* _Prompt_:
Can you return every line of the material below verbatim, from the first line to the last?

* _Data shown_:

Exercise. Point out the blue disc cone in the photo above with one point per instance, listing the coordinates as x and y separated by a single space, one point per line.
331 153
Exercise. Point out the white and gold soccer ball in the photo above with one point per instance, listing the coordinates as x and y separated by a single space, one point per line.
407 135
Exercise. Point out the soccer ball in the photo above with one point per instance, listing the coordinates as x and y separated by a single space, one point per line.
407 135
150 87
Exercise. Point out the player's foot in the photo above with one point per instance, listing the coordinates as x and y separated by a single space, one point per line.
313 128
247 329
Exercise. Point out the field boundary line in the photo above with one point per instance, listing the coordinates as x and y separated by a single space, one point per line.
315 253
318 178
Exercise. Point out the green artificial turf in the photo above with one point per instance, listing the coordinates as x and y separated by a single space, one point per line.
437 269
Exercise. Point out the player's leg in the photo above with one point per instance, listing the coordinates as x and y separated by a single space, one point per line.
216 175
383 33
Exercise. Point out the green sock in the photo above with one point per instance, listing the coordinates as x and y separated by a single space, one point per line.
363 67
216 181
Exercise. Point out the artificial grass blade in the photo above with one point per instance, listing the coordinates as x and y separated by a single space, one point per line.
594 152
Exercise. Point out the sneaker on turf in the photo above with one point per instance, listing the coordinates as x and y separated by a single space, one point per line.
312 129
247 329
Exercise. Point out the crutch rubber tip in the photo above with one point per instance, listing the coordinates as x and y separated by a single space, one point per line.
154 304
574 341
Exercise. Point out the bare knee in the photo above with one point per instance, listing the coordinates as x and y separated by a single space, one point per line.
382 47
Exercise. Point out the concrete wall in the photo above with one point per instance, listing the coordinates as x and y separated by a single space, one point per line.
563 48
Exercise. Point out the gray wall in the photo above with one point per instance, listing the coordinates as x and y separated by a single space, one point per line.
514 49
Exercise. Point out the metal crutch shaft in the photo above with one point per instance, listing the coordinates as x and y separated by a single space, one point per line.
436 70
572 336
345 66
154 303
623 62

* _Written solution_:
Exercise. Point out the blue disc cone in the photo above with one point per instance, listing the coordinates as x and y separated by a single space, one point per line.
331 153
Exercise. Point out the white and gold soccer ball in the photo above with one point per instance, listing the coordinates as x and y separated by a single space, one point per line.
407 135
Exercise. Point out the soccer ball in the photo above with one point per instance, listing the coordinates as x and y separated by a single space, one point per line.
407 135
150 87
Exercise. Point out the player's foot in the photo above with one point per instance, listing the coordinates as x and y separated by a single space, one point per line.
313 128
247 329
Exercise. Point out the field boundary line in the photo above with one point per instance, listing the coordinates as x and y separated by a single space, one point per line.
315 253
318 178
Exercise. Point out the green artificial turf in the photo above with one point per instance, listing the coordinates as x and y separated by a single space, one point per line.
437 269
Exercise. Point out the player's leg in the photo above with one point per instance, listing the coordinates as x and y separated by a single space, one point per line.
216 175
383 33
Exercise. Point out the green sock in the photo above with one point per instance, listing the coordinates as x and y separated by a single space, one point per line.
363 67
216 181
Exercise. Point out the artificial grass blade in the photo above with one point per instance, listing the coordinates as x and y separated by a single space, one point per line.
594 152
Exercise. Point out the sneaker on turf in the photo above with one point per instance, listing the coordinates as x and y separated by a single space, one point per line.
312 129
247 329
Exercise. Point out the crutch rubber tip in the photo above with one point per instance, listing the coordinates as x and y separated by a single space, one point per line.
154 304
574 341
Exercise. Point out the bare knee in the photo above with one point per instance, listing the coordinates as x and y separated by a single space, one point per line.
382 47
Exercise. Point out the concrete wall in the photo above with one point per instance, listing the coordinates as x and y separated by a single space, one point per line.
563 48
Exercise. Point out the gray wall in the photo above with one point per instance, listing the coordinates as x and y separated by a single space, one point per line.
514 49
Exercise. Point out the metal crutch shaft in the photo above with one point per instance, listing the coordinates as x and y separated by a single space, one point per line.
436 70
572 336
345 66
154 303
623 62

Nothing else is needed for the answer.